Balla (pronounced Baal) is a village in County Mayo, Ireland on the N60 National secondary road, the main road between Castlebar and Claremorris. The economy of the village survives mainly on passing trade, from the busy N60 which carries over 7,000 vehicles through the village every day. It is notable for its round tower. The village is in a townland and civil parish of the same name. It used to be a significant shop and market centre. It fell into decline and lost its railway station, but has enjoyed something of a revival as a residential area for people working in Castlebar.

In early times the village was known as 'Ros Dairbhreach', meaning 'The Height of the Oak Wood'. The continuing importance of the oak to the local community is reflected in the appropriately named "Dawn Oak 2000" project. At the beginning of the 21st century, 2000 oak trees were planted, creating a new wood in Balla's Town Park.

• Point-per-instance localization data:
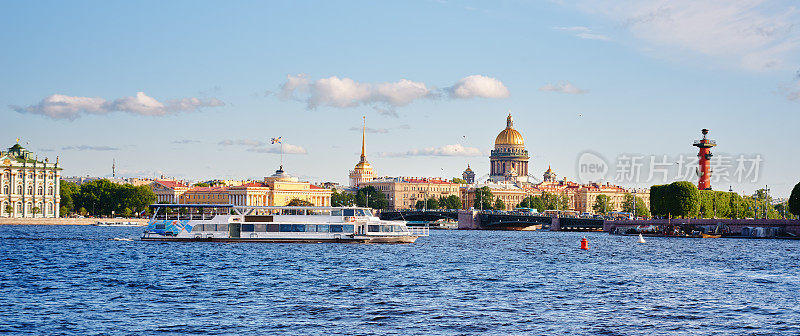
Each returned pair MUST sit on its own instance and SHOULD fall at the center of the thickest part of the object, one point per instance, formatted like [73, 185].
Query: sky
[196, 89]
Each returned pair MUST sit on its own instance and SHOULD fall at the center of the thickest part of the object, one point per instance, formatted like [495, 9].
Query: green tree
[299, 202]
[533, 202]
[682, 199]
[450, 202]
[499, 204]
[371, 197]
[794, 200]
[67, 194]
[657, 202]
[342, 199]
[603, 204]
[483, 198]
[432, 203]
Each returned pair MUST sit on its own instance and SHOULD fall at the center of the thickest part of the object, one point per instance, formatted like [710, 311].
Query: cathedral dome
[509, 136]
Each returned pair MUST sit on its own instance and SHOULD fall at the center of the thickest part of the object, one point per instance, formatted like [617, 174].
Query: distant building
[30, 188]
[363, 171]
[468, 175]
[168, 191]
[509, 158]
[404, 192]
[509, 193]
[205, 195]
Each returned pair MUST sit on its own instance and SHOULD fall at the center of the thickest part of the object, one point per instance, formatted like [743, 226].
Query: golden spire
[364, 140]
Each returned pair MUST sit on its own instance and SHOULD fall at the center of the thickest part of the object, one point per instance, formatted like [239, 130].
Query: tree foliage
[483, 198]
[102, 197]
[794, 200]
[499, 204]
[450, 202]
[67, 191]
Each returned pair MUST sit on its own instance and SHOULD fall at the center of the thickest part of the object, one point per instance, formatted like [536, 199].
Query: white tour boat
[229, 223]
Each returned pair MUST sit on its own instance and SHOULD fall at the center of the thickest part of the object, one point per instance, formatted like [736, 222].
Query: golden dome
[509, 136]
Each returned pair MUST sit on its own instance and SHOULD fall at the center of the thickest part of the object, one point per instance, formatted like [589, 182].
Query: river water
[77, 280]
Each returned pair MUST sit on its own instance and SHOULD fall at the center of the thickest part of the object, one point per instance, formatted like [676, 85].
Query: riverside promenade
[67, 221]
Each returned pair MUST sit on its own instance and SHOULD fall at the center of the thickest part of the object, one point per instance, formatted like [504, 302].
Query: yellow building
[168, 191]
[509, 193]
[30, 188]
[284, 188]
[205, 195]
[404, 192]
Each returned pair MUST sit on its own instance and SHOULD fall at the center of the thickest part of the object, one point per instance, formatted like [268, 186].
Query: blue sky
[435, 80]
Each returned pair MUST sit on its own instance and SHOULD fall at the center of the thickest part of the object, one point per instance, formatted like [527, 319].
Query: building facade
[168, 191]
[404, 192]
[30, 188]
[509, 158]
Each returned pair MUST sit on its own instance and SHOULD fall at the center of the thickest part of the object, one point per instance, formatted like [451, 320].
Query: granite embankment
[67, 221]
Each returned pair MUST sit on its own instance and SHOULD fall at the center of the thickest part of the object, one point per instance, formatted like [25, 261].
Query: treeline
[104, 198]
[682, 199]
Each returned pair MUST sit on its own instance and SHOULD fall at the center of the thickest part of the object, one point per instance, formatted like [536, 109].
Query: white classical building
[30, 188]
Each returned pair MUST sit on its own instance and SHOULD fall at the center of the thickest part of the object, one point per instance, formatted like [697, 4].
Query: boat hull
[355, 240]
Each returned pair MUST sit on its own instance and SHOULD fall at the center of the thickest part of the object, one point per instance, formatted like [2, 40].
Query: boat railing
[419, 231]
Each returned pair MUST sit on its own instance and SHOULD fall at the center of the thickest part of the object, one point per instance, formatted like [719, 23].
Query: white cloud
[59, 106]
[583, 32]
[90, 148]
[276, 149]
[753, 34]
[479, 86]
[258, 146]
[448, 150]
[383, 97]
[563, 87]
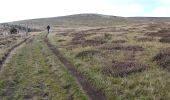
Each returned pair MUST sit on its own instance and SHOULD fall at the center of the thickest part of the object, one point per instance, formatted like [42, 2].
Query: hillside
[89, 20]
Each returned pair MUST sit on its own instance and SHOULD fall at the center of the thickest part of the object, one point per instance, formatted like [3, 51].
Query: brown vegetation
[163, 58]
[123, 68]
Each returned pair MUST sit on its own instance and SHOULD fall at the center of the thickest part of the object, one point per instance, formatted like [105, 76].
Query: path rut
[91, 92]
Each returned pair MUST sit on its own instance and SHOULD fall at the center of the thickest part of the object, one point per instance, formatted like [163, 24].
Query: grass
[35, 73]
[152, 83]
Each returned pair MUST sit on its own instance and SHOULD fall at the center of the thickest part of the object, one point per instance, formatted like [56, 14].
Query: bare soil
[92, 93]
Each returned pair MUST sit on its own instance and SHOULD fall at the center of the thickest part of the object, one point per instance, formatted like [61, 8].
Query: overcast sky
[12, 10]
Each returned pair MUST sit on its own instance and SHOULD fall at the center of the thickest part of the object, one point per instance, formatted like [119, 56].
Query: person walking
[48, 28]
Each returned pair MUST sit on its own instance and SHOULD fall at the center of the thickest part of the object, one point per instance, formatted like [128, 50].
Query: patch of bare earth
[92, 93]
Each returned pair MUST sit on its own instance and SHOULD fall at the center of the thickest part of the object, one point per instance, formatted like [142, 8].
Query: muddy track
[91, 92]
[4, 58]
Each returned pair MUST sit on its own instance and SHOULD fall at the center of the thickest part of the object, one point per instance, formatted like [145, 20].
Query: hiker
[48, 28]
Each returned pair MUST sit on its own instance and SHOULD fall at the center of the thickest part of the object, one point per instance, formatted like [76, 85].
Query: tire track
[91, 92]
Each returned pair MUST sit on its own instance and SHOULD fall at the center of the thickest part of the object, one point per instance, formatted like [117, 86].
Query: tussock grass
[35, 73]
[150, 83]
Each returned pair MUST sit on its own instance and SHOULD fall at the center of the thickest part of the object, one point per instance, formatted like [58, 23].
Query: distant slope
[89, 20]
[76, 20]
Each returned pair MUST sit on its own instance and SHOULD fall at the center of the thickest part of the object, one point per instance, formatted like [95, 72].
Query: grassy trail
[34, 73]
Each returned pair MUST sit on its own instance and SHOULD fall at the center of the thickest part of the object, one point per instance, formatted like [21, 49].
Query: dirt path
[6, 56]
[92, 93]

---

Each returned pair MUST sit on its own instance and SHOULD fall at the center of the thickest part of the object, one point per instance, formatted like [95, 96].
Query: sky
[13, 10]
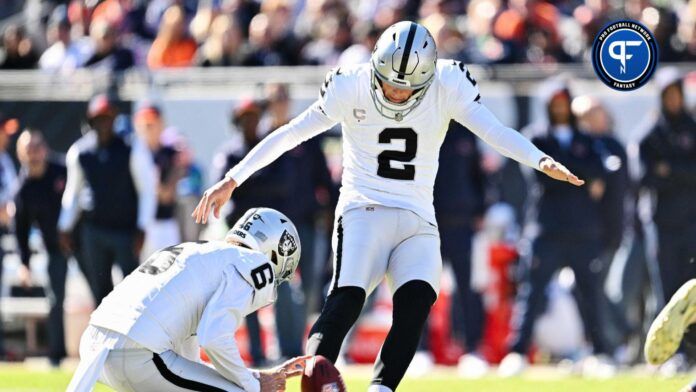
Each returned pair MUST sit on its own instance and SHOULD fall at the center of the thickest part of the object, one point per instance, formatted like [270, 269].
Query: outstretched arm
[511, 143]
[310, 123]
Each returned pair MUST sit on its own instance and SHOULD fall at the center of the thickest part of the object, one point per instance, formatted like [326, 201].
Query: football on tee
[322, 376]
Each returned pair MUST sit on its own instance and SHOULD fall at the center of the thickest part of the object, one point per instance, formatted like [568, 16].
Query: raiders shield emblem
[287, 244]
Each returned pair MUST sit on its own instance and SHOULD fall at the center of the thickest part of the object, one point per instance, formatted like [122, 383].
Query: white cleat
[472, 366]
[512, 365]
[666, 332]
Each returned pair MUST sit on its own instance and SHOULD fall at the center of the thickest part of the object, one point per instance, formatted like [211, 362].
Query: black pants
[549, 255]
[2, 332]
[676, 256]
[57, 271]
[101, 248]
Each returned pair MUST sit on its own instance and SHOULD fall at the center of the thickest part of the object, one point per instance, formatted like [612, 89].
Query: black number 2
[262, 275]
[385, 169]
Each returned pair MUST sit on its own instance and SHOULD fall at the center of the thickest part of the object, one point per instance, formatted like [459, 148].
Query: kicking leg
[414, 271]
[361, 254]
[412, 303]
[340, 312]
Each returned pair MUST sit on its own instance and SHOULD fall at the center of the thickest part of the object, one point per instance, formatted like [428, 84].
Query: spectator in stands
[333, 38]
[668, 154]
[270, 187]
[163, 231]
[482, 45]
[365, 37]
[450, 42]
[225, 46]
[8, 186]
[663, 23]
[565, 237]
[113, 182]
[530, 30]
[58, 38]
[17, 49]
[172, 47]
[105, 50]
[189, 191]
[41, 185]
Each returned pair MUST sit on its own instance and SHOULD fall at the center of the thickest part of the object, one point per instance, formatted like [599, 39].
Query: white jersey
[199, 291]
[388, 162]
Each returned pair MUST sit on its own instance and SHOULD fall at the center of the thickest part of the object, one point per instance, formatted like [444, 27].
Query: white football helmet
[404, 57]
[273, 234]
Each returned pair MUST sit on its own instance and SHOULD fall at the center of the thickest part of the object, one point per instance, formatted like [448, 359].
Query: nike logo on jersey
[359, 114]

==

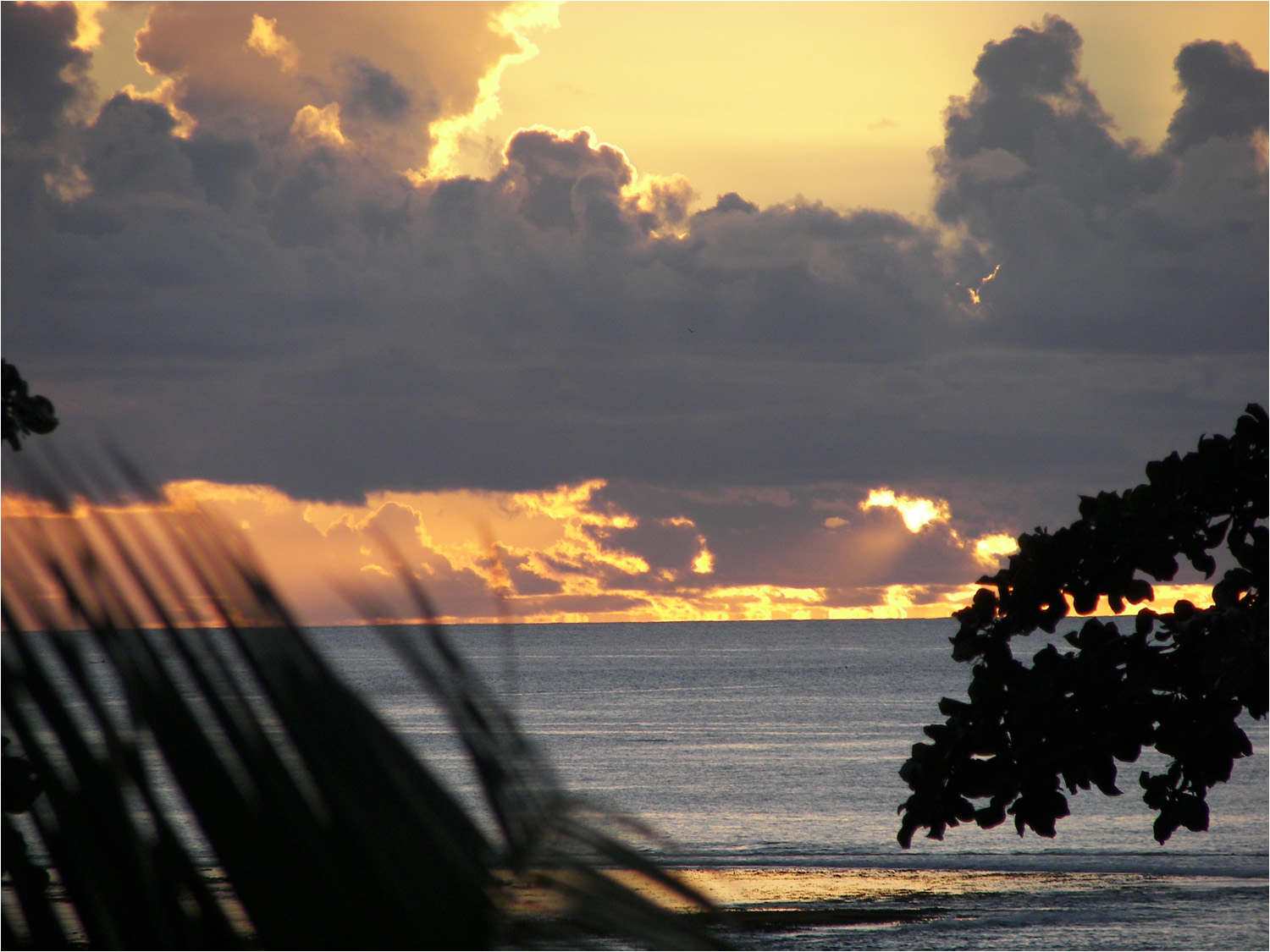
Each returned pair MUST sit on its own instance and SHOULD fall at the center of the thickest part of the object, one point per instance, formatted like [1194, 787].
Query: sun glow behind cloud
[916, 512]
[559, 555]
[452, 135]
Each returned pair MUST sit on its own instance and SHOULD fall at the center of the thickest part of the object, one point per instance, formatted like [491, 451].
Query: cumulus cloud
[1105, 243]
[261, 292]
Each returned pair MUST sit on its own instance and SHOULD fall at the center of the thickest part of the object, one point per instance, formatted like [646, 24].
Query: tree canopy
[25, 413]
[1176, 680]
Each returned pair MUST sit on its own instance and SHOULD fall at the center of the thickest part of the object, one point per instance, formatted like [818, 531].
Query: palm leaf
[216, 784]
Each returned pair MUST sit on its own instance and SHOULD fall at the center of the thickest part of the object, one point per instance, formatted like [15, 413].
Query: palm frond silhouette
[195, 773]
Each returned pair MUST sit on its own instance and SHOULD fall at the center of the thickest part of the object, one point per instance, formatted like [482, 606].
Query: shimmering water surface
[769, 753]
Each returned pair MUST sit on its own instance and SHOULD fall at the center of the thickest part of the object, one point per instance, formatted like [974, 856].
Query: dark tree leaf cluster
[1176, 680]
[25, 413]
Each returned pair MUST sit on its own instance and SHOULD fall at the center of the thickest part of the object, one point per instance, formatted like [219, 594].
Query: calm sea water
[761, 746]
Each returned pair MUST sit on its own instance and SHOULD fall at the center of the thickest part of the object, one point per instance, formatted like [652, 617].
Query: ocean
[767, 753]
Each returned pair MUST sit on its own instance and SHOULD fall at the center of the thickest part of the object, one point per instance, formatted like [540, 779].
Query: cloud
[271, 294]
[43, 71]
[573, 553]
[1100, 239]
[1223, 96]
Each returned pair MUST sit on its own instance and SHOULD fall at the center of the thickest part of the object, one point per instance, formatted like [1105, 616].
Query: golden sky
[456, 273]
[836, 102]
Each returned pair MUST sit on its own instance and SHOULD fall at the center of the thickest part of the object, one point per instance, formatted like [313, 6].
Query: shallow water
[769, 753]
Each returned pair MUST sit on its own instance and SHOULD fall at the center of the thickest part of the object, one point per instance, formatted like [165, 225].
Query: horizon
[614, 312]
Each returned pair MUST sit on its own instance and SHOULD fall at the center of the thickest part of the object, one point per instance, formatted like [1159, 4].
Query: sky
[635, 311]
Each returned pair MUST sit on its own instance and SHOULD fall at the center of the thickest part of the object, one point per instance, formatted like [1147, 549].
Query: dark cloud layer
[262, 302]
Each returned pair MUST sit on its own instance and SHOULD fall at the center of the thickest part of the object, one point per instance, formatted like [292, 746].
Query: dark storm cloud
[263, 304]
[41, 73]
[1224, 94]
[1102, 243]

• Questions:
1. According to the passage on Balla, why does the village's economy survive mainly on passing trade?
2. Write a continuation of the passage on Balla, beginning after its final sentence.

• Responses by item number:
1. Balla lies on the N60, the main road between Castlebar and Claremorris. That road is busy and carries over 7,000 vehicles through the village every day.

2.
==Name==
According to Adrian Room in A Dictionary of Irish Placenames, the name refers to the Tobar Mhuire, known in English as the Blessed Well, i.e., of the Blessed Virgin Mary) to the west of Balla. This was enclosed by a wall in the 7th century, traditionally by Saint Mo Chua.

==History==
The founder of the local monastery appears to have been Mo Chua. Tradition has it that Saint Patrick himself had rested in Balla.

Much of the lands around Balla were in possession of the Moores of Brees but transferred on the marriage of Mary Moore to Sir Henry Lynch and were from then under the ownership of the Lynch-Blosse baronets. Atahavallie House, was built by Sir Robert Lynch Blosse (1784-1818), possibly on the site of an earlier house near the village around 1808-10.

Pat Nally (1857–1891), an athlete and member of the Supreme Council of the Irish Republican Brotherhood, was born in Rockstown House near Balla. The P.W. Nally monument, a Celtic Cross, was erected in Balla with the aid of a public subscription, and was unveiled in 1900 by Mark F. Ryan.

William Hamilton Maxwell (1792–1850), a Church of Ireland rector in Balla, wrote Wild Sports of the West while resident there in the 19th century.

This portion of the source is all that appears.